▶ _Artículo_:
● ● ● ● ● ● ●
12 octubre, 2021 

 

 

 

 

Vanessa Kaiser
Acádemica Universidad Autónoma


Los ciudadanos tenemos derecho a la desobediencia civil, puesto que más vale volver al estado previo a la elección que someterse a los dictámenes de hombres que se han atribuido una condición superior a todos los demás.


Entre el individuo y su moral se ubican personalidades públicas, profetas y líderes de toda índole que avanzan distintas banderas ideológicas declarando bueno lo que ayer era malo y malo lo que fue bueno. Es en la esfera pública que habitan dichos dirigentes donde ha desaparecido la razonabilidad al punto que nos presentan el mundo al revés. Algunos lo han hecho por sus intereses mezquinos y, otros, con el objeto de avanzar proyectos de vida totalitarios. Cuando logren imponerlos por la fuerza- para lo que no falta tanto tiempo-, causarán la tragedia humana que ya conocen muchos pueblos diezmados por las ambiciones de poder de unos pocos personajes inmorales y desquiciados. Entretanto, nuestros mínimos morales se adelgazan al punto de la extinción.

Friedrich Nietzsche lo predijo hace mucho: el reblandecimiento de los individuos será terreno fértil para la aparición de tiranos como nunca antes los ha conocido la historia. ¿A qué se refería el filósofo? Al éxito que alcanzan los humanos más crueles y despiadados cuando los rodea la incapacidad para resistir el mal que anida en mentes frágiles, personas manipulables e impotentes que, por falta de convicción, son ineptos en el arte de tomar las medidas necesarias para detener el avance de los tiranos. Es esa incapacidad la que, sumada a intereses personales, miedos y egos desmedidos nos tiene al bode de la cornisa.
● ● ● ● ● ● ●
▶ _Listado proporcionado_:

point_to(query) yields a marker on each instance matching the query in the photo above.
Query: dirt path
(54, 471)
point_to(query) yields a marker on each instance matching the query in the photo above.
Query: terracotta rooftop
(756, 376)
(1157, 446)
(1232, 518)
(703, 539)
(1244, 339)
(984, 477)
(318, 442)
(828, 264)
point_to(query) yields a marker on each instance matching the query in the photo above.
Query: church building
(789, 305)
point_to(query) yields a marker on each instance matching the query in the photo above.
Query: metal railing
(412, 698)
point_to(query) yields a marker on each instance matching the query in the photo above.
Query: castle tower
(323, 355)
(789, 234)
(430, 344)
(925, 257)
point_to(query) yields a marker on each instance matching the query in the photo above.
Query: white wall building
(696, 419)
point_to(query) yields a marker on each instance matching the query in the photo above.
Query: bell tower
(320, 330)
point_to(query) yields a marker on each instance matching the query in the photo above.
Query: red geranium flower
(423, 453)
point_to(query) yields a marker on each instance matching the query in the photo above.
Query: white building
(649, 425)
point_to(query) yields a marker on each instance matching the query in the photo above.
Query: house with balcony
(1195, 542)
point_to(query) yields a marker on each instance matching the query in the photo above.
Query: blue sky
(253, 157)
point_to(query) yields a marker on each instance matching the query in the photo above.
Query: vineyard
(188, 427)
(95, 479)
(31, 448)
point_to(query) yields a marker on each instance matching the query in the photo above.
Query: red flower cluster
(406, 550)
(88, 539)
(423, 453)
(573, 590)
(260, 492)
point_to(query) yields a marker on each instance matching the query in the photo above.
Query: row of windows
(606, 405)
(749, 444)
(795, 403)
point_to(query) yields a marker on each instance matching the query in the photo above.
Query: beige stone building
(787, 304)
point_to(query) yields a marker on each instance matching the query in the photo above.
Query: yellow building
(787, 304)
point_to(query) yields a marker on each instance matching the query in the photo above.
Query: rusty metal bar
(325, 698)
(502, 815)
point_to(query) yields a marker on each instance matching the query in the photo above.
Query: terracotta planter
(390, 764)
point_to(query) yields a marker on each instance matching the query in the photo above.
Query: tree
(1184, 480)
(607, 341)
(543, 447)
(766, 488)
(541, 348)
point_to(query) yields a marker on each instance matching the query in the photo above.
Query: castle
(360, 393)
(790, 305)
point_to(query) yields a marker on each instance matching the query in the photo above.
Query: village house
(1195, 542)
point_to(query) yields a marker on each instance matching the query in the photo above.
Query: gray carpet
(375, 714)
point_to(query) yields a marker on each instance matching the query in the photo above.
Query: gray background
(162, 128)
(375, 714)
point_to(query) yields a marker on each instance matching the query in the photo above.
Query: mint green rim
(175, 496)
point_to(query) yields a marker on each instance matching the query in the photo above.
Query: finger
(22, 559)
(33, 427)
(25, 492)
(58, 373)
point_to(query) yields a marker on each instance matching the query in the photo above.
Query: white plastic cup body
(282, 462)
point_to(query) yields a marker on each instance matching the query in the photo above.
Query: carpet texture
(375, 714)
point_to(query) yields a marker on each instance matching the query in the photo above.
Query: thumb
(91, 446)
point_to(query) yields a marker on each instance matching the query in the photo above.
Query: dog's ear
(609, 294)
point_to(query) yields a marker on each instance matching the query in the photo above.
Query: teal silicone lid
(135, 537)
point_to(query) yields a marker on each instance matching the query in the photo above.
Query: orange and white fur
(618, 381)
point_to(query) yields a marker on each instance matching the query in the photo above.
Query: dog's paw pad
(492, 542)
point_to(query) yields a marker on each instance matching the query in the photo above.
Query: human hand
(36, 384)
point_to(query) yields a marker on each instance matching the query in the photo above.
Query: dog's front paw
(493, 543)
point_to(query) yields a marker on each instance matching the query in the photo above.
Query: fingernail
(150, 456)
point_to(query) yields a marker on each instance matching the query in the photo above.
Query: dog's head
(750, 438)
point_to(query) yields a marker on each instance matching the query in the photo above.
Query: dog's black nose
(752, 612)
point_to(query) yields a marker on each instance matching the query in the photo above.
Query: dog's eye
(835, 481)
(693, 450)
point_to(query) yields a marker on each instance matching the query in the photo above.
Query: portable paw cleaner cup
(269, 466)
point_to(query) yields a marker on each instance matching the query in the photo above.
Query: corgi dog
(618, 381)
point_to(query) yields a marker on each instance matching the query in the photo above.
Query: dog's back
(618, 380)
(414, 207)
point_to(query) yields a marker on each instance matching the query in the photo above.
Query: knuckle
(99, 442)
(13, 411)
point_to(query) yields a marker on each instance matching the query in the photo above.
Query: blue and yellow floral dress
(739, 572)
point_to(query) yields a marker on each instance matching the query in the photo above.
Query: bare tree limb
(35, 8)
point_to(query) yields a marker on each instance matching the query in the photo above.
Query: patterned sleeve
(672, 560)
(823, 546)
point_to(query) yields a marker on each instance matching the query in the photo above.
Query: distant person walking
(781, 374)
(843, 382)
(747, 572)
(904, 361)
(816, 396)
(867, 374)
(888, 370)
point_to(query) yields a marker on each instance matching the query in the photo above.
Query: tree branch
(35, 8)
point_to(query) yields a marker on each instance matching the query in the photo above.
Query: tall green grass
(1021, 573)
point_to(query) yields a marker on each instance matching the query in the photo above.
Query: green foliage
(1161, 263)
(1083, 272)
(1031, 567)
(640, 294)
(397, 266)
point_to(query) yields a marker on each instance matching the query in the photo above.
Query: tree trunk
● ● ● ● ● ● ●
Reproduce el fragmento del artículo comprendido entre "Los ciudadanos tenemos" y "todos los demás.", ambos incluidos, cambiando "desobediencia civil" por "resistencia civil".

Los ciudadanos tenemos derecho a la resistencia civil, puesto que más vale volver al estado previo a la elección que someterse a los dictámenes de hombres que se han atribuido una condición superior a todos los demás.